Excerpts from a dataset:
━━━━

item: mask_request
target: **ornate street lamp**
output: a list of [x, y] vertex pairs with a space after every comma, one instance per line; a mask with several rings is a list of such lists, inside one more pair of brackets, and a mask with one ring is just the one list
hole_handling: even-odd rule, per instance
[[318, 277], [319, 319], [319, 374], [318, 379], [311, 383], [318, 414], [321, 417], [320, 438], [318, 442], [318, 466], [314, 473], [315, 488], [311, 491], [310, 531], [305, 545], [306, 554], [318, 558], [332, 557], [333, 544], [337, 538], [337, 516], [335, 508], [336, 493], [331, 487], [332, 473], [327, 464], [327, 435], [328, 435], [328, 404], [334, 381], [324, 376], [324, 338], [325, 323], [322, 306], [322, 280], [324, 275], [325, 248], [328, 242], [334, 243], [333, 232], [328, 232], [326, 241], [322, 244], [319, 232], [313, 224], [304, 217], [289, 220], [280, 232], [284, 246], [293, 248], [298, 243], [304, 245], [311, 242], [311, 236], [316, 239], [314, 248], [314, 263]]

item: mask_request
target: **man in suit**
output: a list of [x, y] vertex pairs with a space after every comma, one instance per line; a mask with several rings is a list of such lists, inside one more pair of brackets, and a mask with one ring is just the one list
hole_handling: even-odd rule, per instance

━━━━

The records above are to be copied out exactly, line for line.

__SOLUTION FOR THIS PROBLEM__
item: mask_request
target: **ornate street lamp**
output: a list of [x, y] vertex pairs with a space after every comma, one instance per line; a mask with several rings is a list of such lists, inside one more pair of brackets, and a mask with one ring is just the one list
hole_handling: even-odd rule, per instance
[[318, 277], [319, 319], [319, 374], [318, 379], [311, 383], [318, 414], [321, 417], [320, 438], [318, 442], [318, 466], [314, 473], [315, 488], [311, 491], [310, 531], [305, 545], [306, 554], [318, 558], [332, 557], [333, 544], [337, 538], [337, 516], [335, 508], [336, 493], [331, 487], [332, 473], [327, 464], [327, 435], [328, 435], [328, 404], [334, 381], [324, 376], [324, 338], [325, 323], [322, 306], [322, 280], [324, 275], [325, 248], [328, 242], [334, 243], [333, 232], [328, 232], [326, 241], [322, 244], [319, 232], [313, 224], [304, 217], [289, 220], [280, 232], [284, 246], [293, 248], [298, 243], [304, 245], [311, 242], [311, 236], [316, 239], [314, 248], [314, 263]]

item: mask_request
target: **man in suit**
output: a list of [x, y] vertex pairs with a space after every comma, one instance per line; a mask with several rings is a list of such lists, inside one more pair of brackets, and a mask with one ring is just the one list
hole_handling: even-odd rule, per instance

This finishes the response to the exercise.